Exercise goal:
Copy out all the records exactly.

Provided information:
BEGIN

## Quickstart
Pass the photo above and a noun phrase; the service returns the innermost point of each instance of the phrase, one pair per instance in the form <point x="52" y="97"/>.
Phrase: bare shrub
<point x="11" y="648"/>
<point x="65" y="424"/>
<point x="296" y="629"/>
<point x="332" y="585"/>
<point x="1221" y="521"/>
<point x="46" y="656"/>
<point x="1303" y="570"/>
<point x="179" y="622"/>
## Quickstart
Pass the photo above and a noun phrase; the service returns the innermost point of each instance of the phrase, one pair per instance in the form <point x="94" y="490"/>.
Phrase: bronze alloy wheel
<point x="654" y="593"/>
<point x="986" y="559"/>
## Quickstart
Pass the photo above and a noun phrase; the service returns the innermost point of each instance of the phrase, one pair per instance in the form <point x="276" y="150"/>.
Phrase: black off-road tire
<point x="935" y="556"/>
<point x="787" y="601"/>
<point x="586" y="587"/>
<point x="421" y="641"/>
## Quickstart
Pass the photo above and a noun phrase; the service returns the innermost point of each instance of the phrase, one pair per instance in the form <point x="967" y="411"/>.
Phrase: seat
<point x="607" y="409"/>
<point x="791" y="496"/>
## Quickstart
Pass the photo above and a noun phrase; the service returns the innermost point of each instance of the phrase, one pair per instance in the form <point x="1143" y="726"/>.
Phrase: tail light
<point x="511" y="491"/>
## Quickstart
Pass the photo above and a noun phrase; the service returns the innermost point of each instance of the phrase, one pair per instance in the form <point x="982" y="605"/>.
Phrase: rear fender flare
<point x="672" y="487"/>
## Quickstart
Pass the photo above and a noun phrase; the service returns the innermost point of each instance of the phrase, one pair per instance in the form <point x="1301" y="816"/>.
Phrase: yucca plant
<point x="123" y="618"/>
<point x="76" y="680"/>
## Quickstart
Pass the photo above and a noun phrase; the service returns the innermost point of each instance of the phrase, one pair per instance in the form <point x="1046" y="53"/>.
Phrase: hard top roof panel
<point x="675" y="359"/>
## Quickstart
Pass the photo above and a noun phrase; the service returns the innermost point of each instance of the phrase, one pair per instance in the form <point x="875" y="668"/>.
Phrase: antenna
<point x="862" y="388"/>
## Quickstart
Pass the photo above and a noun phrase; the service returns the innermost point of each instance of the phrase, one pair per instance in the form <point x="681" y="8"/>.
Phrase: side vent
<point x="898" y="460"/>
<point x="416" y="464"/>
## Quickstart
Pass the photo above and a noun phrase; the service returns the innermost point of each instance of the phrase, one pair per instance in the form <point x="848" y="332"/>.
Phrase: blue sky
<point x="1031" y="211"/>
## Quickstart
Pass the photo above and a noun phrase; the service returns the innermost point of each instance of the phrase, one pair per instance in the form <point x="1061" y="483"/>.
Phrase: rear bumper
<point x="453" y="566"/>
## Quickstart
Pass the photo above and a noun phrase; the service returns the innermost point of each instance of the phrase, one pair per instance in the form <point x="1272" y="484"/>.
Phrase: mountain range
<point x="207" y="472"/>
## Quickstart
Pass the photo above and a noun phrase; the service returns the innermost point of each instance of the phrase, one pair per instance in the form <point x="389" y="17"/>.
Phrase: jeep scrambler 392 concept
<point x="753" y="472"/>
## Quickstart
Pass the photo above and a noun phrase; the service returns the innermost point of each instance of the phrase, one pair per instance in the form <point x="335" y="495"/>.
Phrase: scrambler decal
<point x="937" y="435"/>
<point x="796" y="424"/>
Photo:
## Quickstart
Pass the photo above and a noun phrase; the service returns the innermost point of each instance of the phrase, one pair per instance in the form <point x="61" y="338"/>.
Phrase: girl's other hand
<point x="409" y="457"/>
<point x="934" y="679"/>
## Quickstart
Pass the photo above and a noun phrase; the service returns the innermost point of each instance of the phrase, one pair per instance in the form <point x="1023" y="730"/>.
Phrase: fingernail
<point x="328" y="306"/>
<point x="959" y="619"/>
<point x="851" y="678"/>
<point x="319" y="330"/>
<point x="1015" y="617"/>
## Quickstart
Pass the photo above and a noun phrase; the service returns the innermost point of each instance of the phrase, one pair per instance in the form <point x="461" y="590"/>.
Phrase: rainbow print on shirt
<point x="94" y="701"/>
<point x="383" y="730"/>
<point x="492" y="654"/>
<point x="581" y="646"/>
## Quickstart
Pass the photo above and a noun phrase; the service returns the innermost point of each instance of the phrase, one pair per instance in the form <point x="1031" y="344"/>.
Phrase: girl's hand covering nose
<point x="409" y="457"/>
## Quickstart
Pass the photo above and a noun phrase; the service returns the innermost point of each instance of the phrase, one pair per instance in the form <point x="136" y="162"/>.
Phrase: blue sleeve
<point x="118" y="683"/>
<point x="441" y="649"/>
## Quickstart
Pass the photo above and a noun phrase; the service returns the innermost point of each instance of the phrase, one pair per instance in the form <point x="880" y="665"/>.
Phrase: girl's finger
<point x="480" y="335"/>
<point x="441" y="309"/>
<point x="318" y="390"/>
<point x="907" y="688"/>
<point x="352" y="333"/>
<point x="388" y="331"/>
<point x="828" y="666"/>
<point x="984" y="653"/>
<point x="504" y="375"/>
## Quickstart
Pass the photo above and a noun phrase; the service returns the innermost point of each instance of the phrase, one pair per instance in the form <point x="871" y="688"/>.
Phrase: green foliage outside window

END

Right answer:
## Quickstart
Pass the photo above and a noun phrase; the service returns the innermost point of each instance of the phrase, one pair per instance in the form <point x="52" y="97"/>.
Phrase: bare shrub
<point x="11" y="648"/>
<point x="65" y="424"/>
<point x="296" y="629"/>
<point x="332" y="585"/>
<point x="1221" y="521"/>
<point x="46" y="656"/>
<point x="1303" y="570"/>
<point x="179" y="622"/>
## Quickstart
Pass the photo above and a noun phrase; the service returns the innermost point of each instance of the phrase, one pair per instance in the form <point x="94" y="490"/>.
Phrase: bronze alloy wheel
<point x="654" y="593"/>
<point x="986" y="559"/>
## Quickstart
Pass the photo above and a noun phrase; the service returns the innermost point of each instance of the phrase, one pair per instance in the form <point x="276" y="150"/>.
Phrase: black off-road tire
<point x="935" y="556"/>
<point x="787" y="601"/>
<point x="586" y="587"/>
<point x="421" y="641"/>
## Quickstart
Pass the photo above and a noun phrase; the service returns the innermost point of each instance of the phrase, one pair per instance in the form <point x="967" y="411"/>.
Phrase: seat
<point x="607" y="409"/>
<point x="791" y="496"/>
## Quickstart
Pass the photo above and a noun phrase; the service returns the innermost point of each instance of the phrase, one pair per instance in the form <point x="1143" y="726"/>.
Phrase: tail light
<point x="511" y="491"/>
## Quickstart
Pass the photo above and a noun phrase; the service returns the innermost point of each instance of the phrase, one pair per instance in the form <point x="982" y="605"/>.
Phrase: rear fender flare
<point x="672" y="487"/>
## Quickstart
Pass the photo above and a noun phrase; the service returns the innermost point of each instance of the phrase, one pair per instance in the form <point x="1301" y="816"/>.
Phrase: yucca plant
<point x="123" y="618"/>
<point x="76" y="680"/>
## Quickstart
Pass the photo above and a noun phrase; the service returns the innermost point of each instance of the phrase, one pair per instance in the form <point x="1046" y="53"/>.
Phrase: hard top roof panel
<point x="675" y="359"/>
## Quickstart
Pass the photo above and a noun phrase; the service returns the innermost point of each instance of the phrase, one pair per instance in the form <point x="875" y="668"/>.
Phrase: antenna
<point x="862" y="388"/>
## Quickstart
Pass the photo above and a noun phrase; the service returns the innermost point of each instance of the phrase, one pair per instance in the form <point x="681" y="8"/>.
Phrase: side vent
<point x="898" y="460"/>
<point x="416" y="464"/>
## Quickstart
Pass the photo above and a noun phrase; the service returns the innermost point of each instance of the phrase, one pair per instance in the form <point x="848" y="332"/>.
Phrase: blue sky
<point x="1031" y="211"/>
## Quickstart
Pass the photo above and a noun phrase; the service returns the innermost point of each instance of the phrase, one pair per instance in the form <point x="1061" y="483"/>.
Phrase: rear bumper
<point x="453" y="566"/>
## Quickstart
Pass the photo above and a noun phrase; the service returns the innermost point of each instance of the phrase, one pair per instance in the form <point x="1272" y="484"/>.
Phrase: mountain range
<point x="207" y="472"/>
## Quickstart
Pass the photo above and a noun phrase; the service returns the innermost point of each instance of the phrase, one pair per instance in the form <point x="389" y="17"/>.
Phrase: jeep scrambler 392 concept
<point x="753" y="472"/>
## Quickstart
Pass the photo above and a noun phrase; the service returns the innermost point of each instance of the phrase, one pair per instance in the form <point x="335" y="495"/>.
Phrase: scrambler decal
<point x="937" y="435"/>
<point x="796" y="424"/>
Photo:
## Quickstart
Pass the photo above and a noun phrase; the service returns the innermost point of each instance of the phrase, one pair per instance in the form <point x="61" y="338"/>.
Phrase: girl's other hand
<point x="409" y="457"/>
<point x="934" y="679"/>
## Quickstart
Pass the photo above and a noun phrase; the service returns the innermost point of each instance of the phrase, one pair per instance in the form <point x="1023" y="730"/>.
Phrase: fingernail
<point x="328" y="306"/>
<point x="959" y="619"/>
<point x="851" y="678"/>
<point x="319" y="330"/>
<point x="1015" y="617"/>
## Quickstart
Pass the photo above and a noun phrase; the service returns the innermost point of each instance of the phrase, one pair per instance in the form <point x="461" y="590"/>.
Phrase: rainbow print on shirt
<point x="94" y="701"/>
<point x="383" y="730"/>
<point x="492" y="654"/>
<point x="581" y="646"/>
## Quickstart
Pass the photo above and a noun phrase; the service returns the innermost point of each instance of the phrase, one pair per instance in the form <point x="1031" y="344"/>.
Phrase: girl's hand covering nose
<point x="409" y="457"/>
## Quickstart
Pass the photo above and a noun phrase; the service returns the innermost point of each instance of the phrase, one pair per instance in the form <point x="136" y="162"/>.
Phrase: blue sleeve
<point x="118" y="683"/>
<point x="441" y="649"/>
## Quickstart
Pass the photo above and a noun phrase; the service returns the innermost point of each instance of the phrase, one pair per instance in the form <point x="880" y="665"/>.
Phrase: girl's finger
<point x="480" y="335"/>
<point x="441" y="309"/>
<point x="318" y="390"/>
<point x="907" y="688"/>
<point x="352" y="333"/>
<point x="388" y="331"/>
<point x="828" y="666"/>
<point x="984" y="653"/>
<point x="504" y="375"/>
## Quickstart
Pass the photo above and a noun phrase; the service returns the innermost point of each instance of the phrase, one pair per instance in the form <point x="871" y="688"/>.
Phrase: green foliage outside window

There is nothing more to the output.